--- begin RECORDS FOR THE TASK ---
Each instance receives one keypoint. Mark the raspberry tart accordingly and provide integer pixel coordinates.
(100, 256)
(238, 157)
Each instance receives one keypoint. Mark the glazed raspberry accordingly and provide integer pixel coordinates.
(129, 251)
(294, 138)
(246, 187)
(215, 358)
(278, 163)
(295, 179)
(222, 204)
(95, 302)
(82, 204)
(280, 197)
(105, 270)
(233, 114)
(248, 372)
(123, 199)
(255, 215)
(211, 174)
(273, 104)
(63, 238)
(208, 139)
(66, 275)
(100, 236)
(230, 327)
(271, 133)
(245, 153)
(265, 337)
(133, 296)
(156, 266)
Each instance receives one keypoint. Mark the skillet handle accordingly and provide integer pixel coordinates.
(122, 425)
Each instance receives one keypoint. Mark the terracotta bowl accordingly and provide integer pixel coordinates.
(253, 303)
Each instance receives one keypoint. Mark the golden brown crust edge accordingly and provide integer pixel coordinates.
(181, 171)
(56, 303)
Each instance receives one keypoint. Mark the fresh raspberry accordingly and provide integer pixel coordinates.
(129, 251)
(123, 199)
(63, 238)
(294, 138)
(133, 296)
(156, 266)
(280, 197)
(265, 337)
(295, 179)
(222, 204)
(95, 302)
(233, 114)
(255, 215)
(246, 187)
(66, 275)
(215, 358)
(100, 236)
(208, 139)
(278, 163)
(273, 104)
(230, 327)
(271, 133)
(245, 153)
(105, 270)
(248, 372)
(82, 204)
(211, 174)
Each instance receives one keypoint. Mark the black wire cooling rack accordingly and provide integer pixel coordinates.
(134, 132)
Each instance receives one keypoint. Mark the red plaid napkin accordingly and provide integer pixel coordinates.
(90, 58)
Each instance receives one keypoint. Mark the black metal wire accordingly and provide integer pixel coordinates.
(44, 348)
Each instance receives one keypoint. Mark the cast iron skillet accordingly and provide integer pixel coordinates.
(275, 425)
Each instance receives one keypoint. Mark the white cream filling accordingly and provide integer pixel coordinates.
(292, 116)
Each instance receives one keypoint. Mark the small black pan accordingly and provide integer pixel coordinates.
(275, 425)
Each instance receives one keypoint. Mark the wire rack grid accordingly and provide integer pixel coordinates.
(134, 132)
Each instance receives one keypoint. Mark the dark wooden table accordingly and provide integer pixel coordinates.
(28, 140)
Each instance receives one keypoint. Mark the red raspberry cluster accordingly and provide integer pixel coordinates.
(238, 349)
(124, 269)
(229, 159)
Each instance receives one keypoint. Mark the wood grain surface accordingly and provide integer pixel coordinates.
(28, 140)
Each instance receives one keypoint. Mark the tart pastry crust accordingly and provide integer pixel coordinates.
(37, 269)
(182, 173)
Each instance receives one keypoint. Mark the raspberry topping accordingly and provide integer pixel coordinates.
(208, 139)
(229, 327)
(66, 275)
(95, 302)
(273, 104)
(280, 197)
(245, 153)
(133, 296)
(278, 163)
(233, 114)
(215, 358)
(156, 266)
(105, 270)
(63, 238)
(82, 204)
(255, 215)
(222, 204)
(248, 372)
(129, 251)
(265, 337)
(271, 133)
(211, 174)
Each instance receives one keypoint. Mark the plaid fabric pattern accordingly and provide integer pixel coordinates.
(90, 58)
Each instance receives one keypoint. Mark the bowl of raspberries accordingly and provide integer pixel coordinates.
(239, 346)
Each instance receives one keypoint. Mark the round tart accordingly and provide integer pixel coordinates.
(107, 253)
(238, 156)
--- end RECORDS FOR THE TASK ---
## WORK TO BE COMPLETED
Reproduce the rows above, switching every "keypoint" to "marker" and leaving everything else unchanged.

## SOLUTION
Each instance receives one marker. Mark the raspberry tart accordingly and provide integer pixel coordinates.
(100, 256)
(238, 157)
Each instance receives one marker. Mark the glazed raspberry accordingly and provide integer pixel coordinates.
(129, 251)
(294, 138)
(246, 187)
(215, 358)
(278, 163)
(295, 179)
(222, 204)
(95, 302)
(82, 204)
(280, 197)
(105, 270)
(233, 114)
(248, 372)
(123, 199)
(255, 215)
(211, 174)
(273, 104)
(63, 238)
(208, 139)
(66, 275)
(100, 236)
(230, 327)
(271, 133)
(245, 153)
(265, 337)
(133, 296)
(156, 266)
Each instance receives one marker. Mark the skillet handle accordingly and provide integer pixel coordinates.
(122, 425)
Each instance receives one marker. Mark the terracotta bowl accordingly and provide integer pixel coordinates.
(253, 303)
Each instance receives one marker. Mark the golden brown crust edge accordingly and provide integer pixel coordinates.
(181, 171)
(56, 303)
Each instance receives one marker. Mark the fresh raspberry accordingly and provide integer pixel coordinates.
(129, 251)
(123, 199)
(63, 238)
(294, 138)
(133, 296)
(156, 266)
(280, 197)
(265, 337)
(295, 179)
(222, 204)
(95, 302)
(233, 114)
(255, 215)
(246, 187)
(66, 275)
(215, 358)
(100, 236)
(208, 139)
(278, 163)
(273, 104)
(230, 327)
(271, 133)
(245, 153)
(105, 270)
(248, 372)
(82, 204)
(211, 174)
Each instance receives one marker. Mark the black wire cooling rack accordingly and provide integer pixel coordinates.
(134, 132)
Each instance receives one marker. Mark the red plaid napkin accordingly and provide integer pixel coordinates.
(90, 58)
Each instance receives one marker. Mark the black metal wire accordingly and provide integer pixel coordinates.
(44, 348)
Each instance receives one marker. Mark the cast iron skillet accordingly and provide integer pixel coordinates.
(275, 425)
Each instance receives one marker. Mark the white cream filling accordingly and provide integer pixel coordinates.
(292, 116)
Each instance receives one marker. Mark the small black pan accordingly and provide integer pixel coordinates.
(275, 425)
Each instance receives one marker. Mark the wire rack grid accordingly and provide integer pixel coordinates.
(134, 132)
Each instance receives one marker. Mark the dark wooden table accordingly and provide integer pixel coordinates.
(28, 140)
Each instance receives one marker. Mark the red raspberry cluster accordingly and provide integer pixel coordinates.
(238, 349)
(124, 269)
(229, 159)
Each instance receives one marker. Mark the wood grain surface accordingly and provide integer pixel coordinates.
(28, 140)
Each instance receives one marker. Mark the tart pastry crust accordingly and provide integer pixel coordinates.
(37, 269)
(182, 173)
Each instance receives one marker. Mark the raspberry topping accordingly and provide integer pixel coordinates.
(208, 139)
(229, 327)
(66, 275)
(95, 302)
(273, 104)
(280, 197)
(245, 153)
(133, 296)
(278, 163)
(233, 114)
(215, 358)
(156, 266)
(105, 270)
(63, 238)
(82, 204)
(255, 215)
(222, 204)
(248, 372)
(129, 251)
(265, 337)
(271, 133)
(211, 174)
Each instance receives one marker. Mark the plaid fabric pattern accordingly and provide integer pixel coordinates.
(90, 58)
Each instance receives one marker. Mark the bowl of raspberries accordingly and provide integer pixel coordinates.
(239, 346)
Each instance receives one marker. Mark the round tart accordingly and provide integer pixel coordinates.
(107, 253)
(238, 156)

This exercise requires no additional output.